● **Assignment A**
Please write out the MMORPG essay from "The problem with" through "go entirely unchanged.", swapping "viewpoints" for "perspectives".
● **Assignment B**
In the MMORPG essay, what does High Tinker Mechanopants want the player to retrieve?

● **Study text**
Change, No-Win Situations, and Zombies

2008, October 30th 4:19 PM

There are, as I see it, two main forces involved in the plot development of MMORPGs. They are the Force of Awesome and the Force of Progress.

The Force of Awesome is the group that wants new, exciting things to occur. They want the world to be torn asunder by eldritch powers beyond the ken of any current player (and then they want to level up and wipe the floor with said eldritch powers.) They want something new. The Force of Awesome is not named so because it's a superior, more awesome force, but because of what it represents. "Sure! Change everything! Let's have a global invasion! It'll be fuckin' sweet!"

The Force of Progress is the opposing force. They do not want change. They want to keep doing the same thing they've been doing for months, and continue making progress along the same lines that they have grown accustomed to. High Tinker Mechanopants over in Dwarfholm wants you to retrieve 18 bear butts, and by gum, we're going to go find those bear butts! (This will probably involve killing at least 60 bears. Surprisingly, most bears don't have butts. This is a different article that I will write someday.) This desire isn't necessarily a bad thing – the player just has goals in mind, and those goals do not involve eldritch powers besides their own.

The problem with reconciling these two viewpoints is that neither of them is wrong. There's no way to say that either one makes for a better or worse game – they just make for different games. Most of the time, MMORPG staff looks at this, realizes that following the Force of Awesome costs money, and lets the game go entirely unchanged.

Last week, the entire game of World of Warcraft was under assault by zombies.

● **Entries supplied**
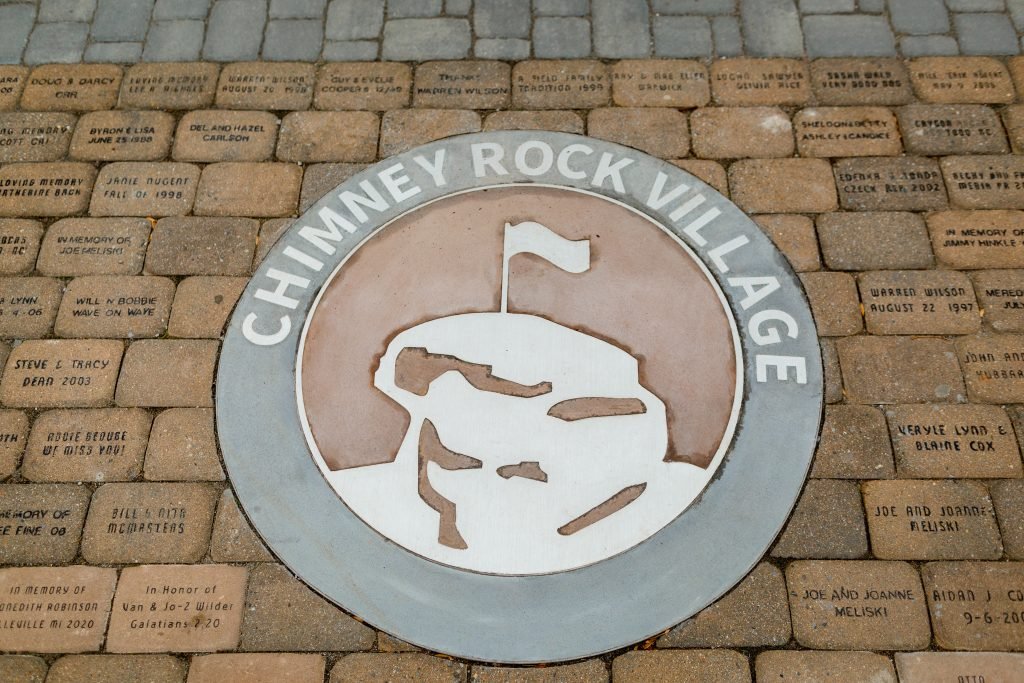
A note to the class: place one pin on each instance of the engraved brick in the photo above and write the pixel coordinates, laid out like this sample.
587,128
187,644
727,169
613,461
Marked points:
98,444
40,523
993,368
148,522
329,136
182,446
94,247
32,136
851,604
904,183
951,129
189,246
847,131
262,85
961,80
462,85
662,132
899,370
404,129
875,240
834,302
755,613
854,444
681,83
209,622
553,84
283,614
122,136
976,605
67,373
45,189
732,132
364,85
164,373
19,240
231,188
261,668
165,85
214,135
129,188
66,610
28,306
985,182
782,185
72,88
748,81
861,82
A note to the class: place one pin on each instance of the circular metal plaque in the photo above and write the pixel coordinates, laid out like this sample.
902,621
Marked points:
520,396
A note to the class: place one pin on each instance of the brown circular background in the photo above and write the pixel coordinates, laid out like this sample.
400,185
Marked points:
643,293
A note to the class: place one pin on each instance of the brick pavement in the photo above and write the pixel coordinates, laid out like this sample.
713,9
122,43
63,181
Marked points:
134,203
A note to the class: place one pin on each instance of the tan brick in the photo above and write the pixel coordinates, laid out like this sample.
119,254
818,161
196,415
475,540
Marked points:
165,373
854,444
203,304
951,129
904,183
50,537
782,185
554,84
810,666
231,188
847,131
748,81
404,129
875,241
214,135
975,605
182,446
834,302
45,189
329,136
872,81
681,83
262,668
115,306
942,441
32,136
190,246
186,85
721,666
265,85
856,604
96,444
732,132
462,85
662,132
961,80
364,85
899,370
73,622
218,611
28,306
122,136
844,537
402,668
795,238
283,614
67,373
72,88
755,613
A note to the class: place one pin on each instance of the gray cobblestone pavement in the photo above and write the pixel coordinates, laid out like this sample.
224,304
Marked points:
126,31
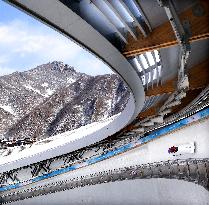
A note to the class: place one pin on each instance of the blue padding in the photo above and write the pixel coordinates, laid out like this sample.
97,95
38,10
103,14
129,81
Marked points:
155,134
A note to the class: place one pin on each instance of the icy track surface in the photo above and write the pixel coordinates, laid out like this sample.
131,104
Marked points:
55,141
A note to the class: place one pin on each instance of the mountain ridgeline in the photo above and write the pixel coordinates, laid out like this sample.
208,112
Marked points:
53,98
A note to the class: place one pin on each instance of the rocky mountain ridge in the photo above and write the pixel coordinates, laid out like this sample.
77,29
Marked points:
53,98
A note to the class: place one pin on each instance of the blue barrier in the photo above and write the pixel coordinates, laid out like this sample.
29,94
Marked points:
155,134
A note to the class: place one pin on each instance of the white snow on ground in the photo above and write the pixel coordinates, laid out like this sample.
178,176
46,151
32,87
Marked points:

● **Solution A**
The problem with reconciling these two perspectives is that neither of them is wrong. There's no way to say that either one makes for a better or worse game – they just make for different games. Most of the time, MMORPG staff looks at this, realizes that following the Force of Awesome costs money, and lets the game go entirely unchanged.

● **Solution B**
18 bear butts.